- _Zu erledigen_:
a) Beantworte zum Text über Verkaufsgespräche drei kurze Fragen:
(i) Wo zeigen sich Verkaufsgespräche laut der Zwischenüberschrift heute vor allem?
(ii) Was soll man laut dem ersten Absatz im Ärmel haben?
(iii) Welche Frage stellt der Text zur Reihenfolge?
b) Setze bitte den Text über Verkaufsgespräche nach seinem letzten Satz fort.

Verkaufsgespräche 2.0



Wie sich Verkaufsgespräche heute darstellen (vor allem in "sozialen Netzwerken")

Sich anpreisen, bzw. seine Waren und Dienstleistungen anpreisen. Das Beste von sich und seinen Produkten behaupten. Die Vorteile herausstellen. Im nächsten Schritt dem Gegenüber darlegen, was er oder sie verpassen könnte, wenn er oder sie wirklich der Meinung ist, auf das Produkt/ die Dienstleistung verzichten zu können. Ein Ass im Ärmel haben. Nicht gleich aufgeben...
All diese Punkte gehören zu einem Verkaufs- oder Angebotsgespräch/ einer Kontaktaufnahme zu diesem Zwecke dazu – keine Frage. Aber wann wurde eigentlich die Reihenfolge geändert? Und seit wann wird man eigentlich von Anfang an hinters Licht geführt?

- _Bereitgestelltes Material_:
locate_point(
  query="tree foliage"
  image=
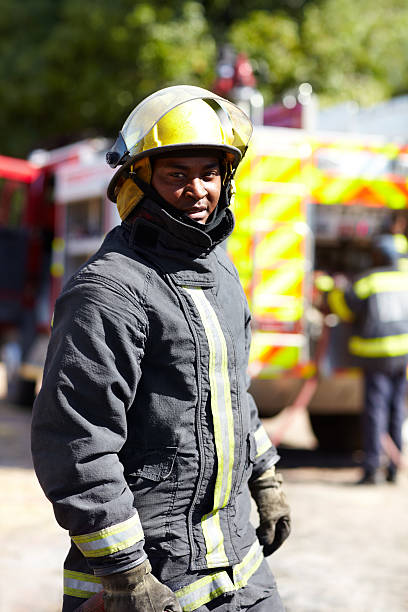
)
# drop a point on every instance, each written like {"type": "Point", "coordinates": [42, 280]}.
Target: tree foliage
{"type": "Point", "coordinates": [71, 68]}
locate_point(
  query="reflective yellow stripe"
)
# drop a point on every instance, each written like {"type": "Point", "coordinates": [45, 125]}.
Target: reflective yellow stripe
{"type": "Point", "coordinates": [223, 427]}
{"type": "Point", "coordinates": [389, 346]}
{"type": "Point", "coordinates": [110, 540]}
{"type": "Point", "coordinates": [379, 282]}
{"type": "Point", "coordinates": [262, 440]}
{"type": "Point", "coordinates": [208, 588]}
{"type": "Point", "coordinates": [78, 584]}
{"type": "Point", "coordinates": [338, 305]}
{"type": "Point", "coordinates": [204, 590]}
{"type": "Point", "coordinates": [248, 566]}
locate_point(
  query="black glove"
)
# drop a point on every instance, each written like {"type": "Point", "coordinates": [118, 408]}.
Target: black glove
{"type": "Point", "coordinates": [137, 590]}
{"type": "Point", "coordinates": [273, 509]}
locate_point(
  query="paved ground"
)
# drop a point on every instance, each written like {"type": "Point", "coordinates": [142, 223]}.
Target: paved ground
{"type": "Point", "coordinates": [348, 551]}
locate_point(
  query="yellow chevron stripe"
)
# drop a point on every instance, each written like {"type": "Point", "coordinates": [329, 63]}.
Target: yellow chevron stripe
{"type": "Point", "coordinates": [281, 243]}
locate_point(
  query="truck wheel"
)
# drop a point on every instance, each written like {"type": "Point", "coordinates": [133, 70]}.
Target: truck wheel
{"type": "Point", "coordinates": [337, 432]}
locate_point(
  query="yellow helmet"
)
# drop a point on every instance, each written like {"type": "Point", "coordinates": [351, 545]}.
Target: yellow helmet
{"type": "Point", "coordinates": [179, 117]}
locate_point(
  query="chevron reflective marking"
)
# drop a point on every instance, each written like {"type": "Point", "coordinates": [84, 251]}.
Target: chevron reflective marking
{"type": "Point", "coordinates": [111, 539]}
{"type": "Point", "coordinates": [263, 442]}
{"type": "Point", "coordinates": [282, 242]}
{"type": "Point", "coordinates": [205, 589]}
{"type": "Point", "coordinates": [78, 584]}
{"type": "Point", "coordinates": [388, 346]}
{"type": "Point", "coordinates": [380, 282]}
{"type": "Point", "coordinates": [273, 353]}
{"type": "Point", "coordinates": [223, 426]}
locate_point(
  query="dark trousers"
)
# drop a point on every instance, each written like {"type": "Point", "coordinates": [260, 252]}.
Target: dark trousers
{"type": "Point", "coordinates": [384, 412]}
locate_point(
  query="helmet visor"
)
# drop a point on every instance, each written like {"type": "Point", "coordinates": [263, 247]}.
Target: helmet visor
{"type": "Point", "coordinates": [145, 116]}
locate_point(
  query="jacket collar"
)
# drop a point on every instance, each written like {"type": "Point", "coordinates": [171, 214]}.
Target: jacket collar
{"type": "Point", "coordinates": [175, 244]}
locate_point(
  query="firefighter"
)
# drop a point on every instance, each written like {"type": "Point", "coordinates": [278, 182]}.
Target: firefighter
{"type": "Point", "coordinates": [144, 435]}
{"type": "Point", "coordinates": [376, 305]}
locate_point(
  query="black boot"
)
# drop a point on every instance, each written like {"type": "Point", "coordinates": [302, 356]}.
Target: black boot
{"type": "Point", "coordinates": [370, 477]}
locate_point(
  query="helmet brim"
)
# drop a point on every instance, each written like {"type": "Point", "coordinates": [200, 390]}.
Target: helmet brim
{"type": "Point", "coordinates": [167, 150]}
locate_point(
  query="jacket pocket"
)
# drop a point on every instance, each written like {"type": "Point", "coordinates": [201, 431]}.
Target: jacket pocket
{"type": "Point", "coordinates": [158, 464]}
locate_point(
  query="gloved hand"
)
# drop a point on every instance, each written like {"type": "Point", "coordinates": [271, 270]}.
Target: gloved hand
{"type": "Point", "coordinates": [137, 590]}
{"type": "Point", "coordinates": [273, 509]}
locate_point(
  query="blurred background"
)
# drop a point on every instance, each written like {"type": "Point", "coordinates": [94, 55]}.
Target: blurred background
{"type": "Point", "coordinates": [325, 83]}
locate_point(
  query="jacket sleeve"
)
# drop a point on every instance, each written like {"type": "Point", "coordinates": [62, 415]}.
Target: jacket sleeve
{"type": "Point", "coordinates": [79, 423]}
{"type": "Point", "coordinates": [264, 454]}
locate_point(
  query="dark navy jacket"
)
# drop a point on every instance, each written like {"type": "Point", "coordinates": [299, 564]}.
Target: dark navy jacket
{"type": "Point", "coordinates": [144, 435]}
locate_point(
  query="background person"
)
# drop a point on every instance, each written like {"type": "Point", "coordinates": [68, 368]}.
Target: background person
{"type": "Point", "coordinates": [376, 305]}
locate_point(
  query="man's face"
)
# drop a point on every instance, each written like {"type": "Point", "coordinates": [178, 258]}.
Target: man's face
{"type": "Point", "coordinates": [190, 184]}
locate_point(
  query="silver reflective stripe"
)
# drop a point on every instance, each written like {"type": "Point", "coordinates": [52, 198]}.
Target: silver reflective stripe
{"type": "Point", "coordinates": [209, 587]}
{"type": "Point", "coordinates": [204, 590]}
{"type": "Point", "coordinates": [78, 584]}
{"type": "Point", "coordinates": [112, 539]}
{"type": "Point", "coordinates": [248, 566]}
{"type": "Point", "coordinates": [262, 440]}
{"type": "Point", "coordinates": [223, 426]}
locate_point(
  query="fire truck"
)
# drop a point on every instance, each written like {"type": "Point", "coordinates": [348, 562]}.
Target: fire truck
{"type": "Point", "coordinates": [44, 236]}
{"type": "Point", "coordinates": [307, 208]}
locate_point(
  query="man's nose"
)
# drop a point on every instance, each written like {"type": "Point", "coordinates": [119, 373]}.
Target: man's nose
{"type": "Point", "coordinates": [196, 189]}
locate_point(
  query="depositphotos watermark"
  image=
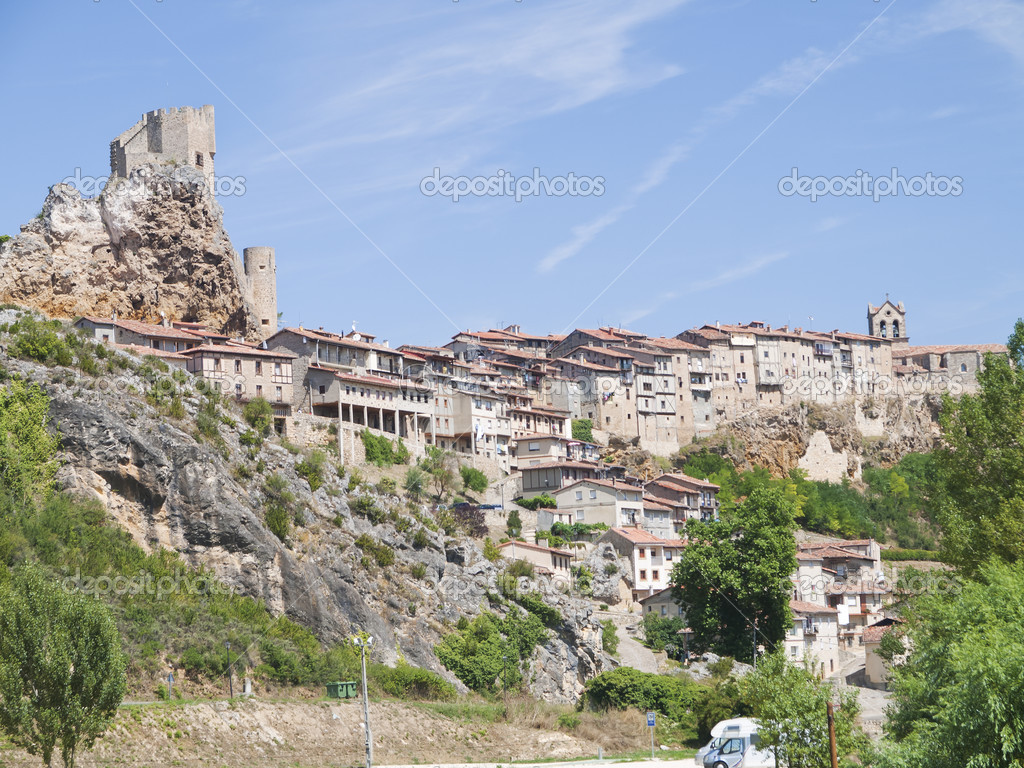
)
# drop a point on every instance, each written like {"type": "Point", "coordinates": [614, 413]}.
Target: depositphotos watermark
{"type": "Point", "coordinates": [504, 184]}
{"type": "Point", "coordinates": [863, 184]}
{"type": "Point", "coordinates": [90, 186]}
{"type": "Point", "coordinates": [144, 583]}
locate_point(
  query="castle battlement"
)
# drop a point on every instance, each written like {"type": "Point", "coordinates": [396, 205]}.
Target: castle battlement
{"type": "Point", "coordinates": [177, 134]}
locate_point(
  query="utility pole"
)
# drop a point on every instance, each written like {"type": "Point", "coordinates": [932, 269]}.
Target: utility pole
{"type": "Point", "coordinates": [755, 644]}
{"type": "Point", "coordinates": [230, 685]}
{"type": "Point", "coordinates": [364, 643]}
{"type": "Point", "coordinates": [832, 734]}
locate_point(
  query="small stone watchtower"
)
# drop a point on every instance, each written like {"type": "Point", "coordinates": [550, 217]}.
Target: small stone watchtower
{"type": "Point", "coordinates": [888, 321]}
{"type": "Point", "coordinates": [261, 278]}
{"type": "Point", "coordinates": [183, 135]}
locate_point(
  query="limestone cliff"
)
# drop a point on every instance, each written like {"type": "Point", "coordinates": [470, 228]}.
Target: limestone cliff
{"type": "Point", "coordinates": [832, 441]}
{"type": "Point", "coordinates": [167, 488]}
{"type": "Point", "coordinates": [151, 245]}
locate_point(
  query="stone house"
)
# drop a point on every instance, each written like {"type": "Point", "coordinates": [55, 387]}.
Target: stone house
{"type": "Point", "coordinates": [688, 498]}
{"type": "Point", "coordinates": [812, 641]}
{"type": "Point", "coordinates": [592, 501]}
{"type": "Point", "coordinates": [246, 372]}
{"type": "Point", "coordinates": [546, 561]}
{"type": "Point", "coordinates": [651, 558]}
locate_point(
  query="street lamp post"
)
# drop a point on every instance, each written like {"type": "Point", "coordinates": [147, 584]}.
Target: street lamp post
{"type": "Point", "coordinates": [365, 643]}
{"type": "Point", "coordinates": [230, 684]}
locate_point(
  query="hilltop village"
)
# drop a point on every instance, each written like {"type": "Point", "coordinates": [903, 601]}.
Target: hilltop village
{"type": "Point", "coordinates": [537, 414]}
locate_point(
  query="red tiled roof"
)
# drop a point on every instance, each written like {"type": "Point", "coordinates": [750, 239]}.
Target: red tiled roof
{"type": "Point", "coordinates": [680, 479]}
{"type": "Point", "coordinates": [589, 366]}
{"type": "Point", "coordinates": [238, 350]}
{"type": "Point", "coordinates": [617, 484]}
{"type": "Point", "coordinates": [802, 606]}
{"type": "Point", "coordinates": [333, 338]}
{"type": "Point", "coordinates": [639, 536]}
{"type": "Point", "coordinates": [536, 547]}
{"type": "Point", "coordinates": [597, 334]}
{"type": "Point", "coordinates": [139, 349]}
{"type": "Point", "coordinates": [943, 348]}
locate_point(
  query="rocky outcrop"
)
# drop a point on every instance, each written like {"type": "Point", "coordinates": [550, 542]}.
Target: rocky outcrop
{"type": "Point", "coordinates": [169, 489]}
{"type": "Point", "coordinates": [830, 441]}
{"type": "Point", "coordinates": [150, 246]}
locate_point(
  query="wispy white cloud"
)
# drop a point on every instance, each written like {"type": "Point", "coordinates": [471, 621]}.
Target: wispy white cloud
{"type": "Point", "coordinates": [648, 308]}
{"type": "Point", "coordinates": [786, 80]}
{"type": "Point", "coordinates": [828, 223]}
{"type": "Point", "coordinates": [469, 73]}
{"type": "Point", "coordinates": [737, 272]}
{"type": "Point", "coordinates": [584, 235]}
{"type": "Point", "coordinates": [998, 22]}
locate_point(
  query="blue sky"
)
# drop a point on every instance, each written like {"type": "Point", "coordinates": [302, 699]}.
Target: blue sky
{"type": "Point", "coordinates": [691, 112]}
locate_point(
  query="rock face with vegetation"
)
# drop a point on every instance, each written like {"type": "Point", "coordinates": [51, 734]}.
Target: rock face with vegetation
{"type": "Point", "coordinates": [880, 430]}
{"type": "Point", "coordinates": [152, 245]}
{"type": "Point", "coordinates": [180, 471]}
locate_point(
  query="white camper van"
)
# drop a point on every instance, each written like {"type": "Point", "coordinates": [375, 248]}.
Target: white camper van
{"type": "Point", "coordinates": [734, 744]}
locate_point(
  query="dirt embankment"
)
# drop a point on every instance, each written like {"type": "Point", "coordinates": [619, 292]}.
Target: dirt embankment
{"type": "Point", "coordinates": [249, 733]}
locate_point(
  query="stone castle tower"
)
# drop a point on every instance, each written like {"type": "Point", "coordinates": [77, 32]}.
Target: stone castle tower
{"type": "Point", "coordinates": [179, 134]}
{"type": "Point", "coordinates": [888, 321]}
{"type": "Point", "coordinates": [261, 280]}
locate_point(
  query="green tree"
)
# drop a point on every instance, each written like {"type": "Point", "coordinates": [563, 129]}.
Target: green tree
{"type": "Point", "coordinates": [415, 482]}
{"type": "Point", "coordinates": [583, 429]}
{"type": "Point", "coordinates": [437, 464]}
{"type": "Point", "coordinates": [734, 573]}
{"type": "Point", "coordinates": [258, 415]}
{"type": "Point", "coordinates": [982, 464]}
{"type": "Point", "coordinates": [28, 449]}
{"type": "Point", "coordinates": [958, 698]}
{"type": "Point", "coordinates": [473, 479]}
{"type": "Point", "coordinates": [61, 669]}
{"type": "Point", "coordinates": [790, 706]}
{"type": "Point", "coordinates": [513, 525]}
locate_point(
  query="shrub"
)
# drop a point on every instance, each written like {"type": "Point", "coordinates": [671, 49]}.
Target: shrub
{"type": "Point", "coordinates": [382, 452]}
{"type": "Point", "coordinates": [628, 688]}
{"type": "Point", "coordinates": [609, 639]}
{"type": "Point", "coordinates": [311, 469]}
{"type": "Point", "coordinates": [473, 479]}
{"type": "Point", "coordinates": [538, 502]}
{"type": "Point", "coordinates": [258, 415]}
{"type": "Point", "coordinates": [406, 681]}
{"type": "Point", "coordinates": [491, 550]}
{"type": "Point", "coordinates": [568, 720]}
{"type": "Point", "coordinates": [415, 482]}
{"type": "Point", "coordinates": [583, 429]}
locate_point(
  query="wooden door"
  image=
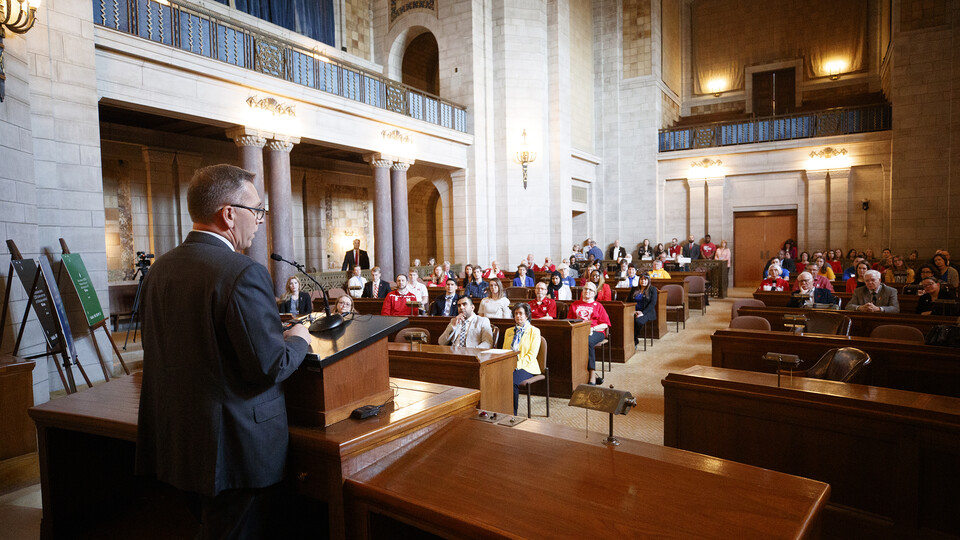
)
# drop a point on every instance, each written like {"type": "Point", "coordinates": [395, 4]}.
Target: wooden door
{"type": "Point", "coordinates": [757, 236]}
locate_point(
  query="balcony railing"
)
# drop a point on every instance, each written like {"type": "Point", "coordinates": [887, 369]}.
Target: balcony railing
{"type": "Point", "coordinates": [839, 121]}
{"type": "Point", "coordinates": [199, 31]}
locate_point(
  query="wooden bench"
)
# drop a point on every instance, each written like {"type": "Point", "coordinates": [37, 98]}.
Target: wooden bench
{"type": "Point", "coordinates": [897, 364]}
{"type": "Point", "coordinates": [892, 458]}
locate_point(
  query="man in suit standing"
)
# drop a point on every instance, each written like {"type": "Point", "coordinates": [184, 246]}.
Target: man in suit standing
{"type": "Point", "coordinates": [355, 257]}
{"type": "Point", "coordinates": [376, 287]}
{"type": "Point", "coordinates": [446, 305]}
{"type": "Point", "coordinates": [212, 418]}
{"type": "Point", "coordinates": [875, 296]}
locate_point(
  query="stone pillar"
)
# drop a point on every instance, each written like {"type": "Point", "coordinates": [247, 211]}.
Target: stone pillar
{"type": "Point", "coordinates": [382, 215]}
{"type": "Point", "coordinates": [280, 218]}
{"type": "Point", "coordinates": [401, 220]}
{"type": "Point", "coordinates": [698, 225]}
{"type": "Point", "coordinates": [250, 149]}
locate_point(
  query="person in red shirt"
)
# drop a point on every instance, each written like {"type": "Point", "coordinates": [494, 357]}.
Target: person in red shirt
{"type": "Point", "coordinates": [396, 301]}
{"type": "Point", "coordinates": [588, 309]}
{"type": "Point", "coordinates": [542, 307]}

- _Lösungen zur Übung_:
a)
(i) In "sozialen Netzwerken".
(ii) Ein Ass.
(iii) Aber wann wurde eigentlich die Reihenfolge geändert?

b)
Kontaktaufnahme
Zunächst kommt die Frage nach einer Freundschaftsbestätigung oder der Vernetzung. Dann vielleicht eine Nachricht. Da ich selbst nur schwer damit umgehen kann, die Person, die so agiert, einfach stehen zu lassen oder zu ignorieren und zudem noch neugierig bin, schreibe ich meist eine kurze Nachricht und frage nach, woher wir uns denn kennen, bzw. was ich für die Person tun kann?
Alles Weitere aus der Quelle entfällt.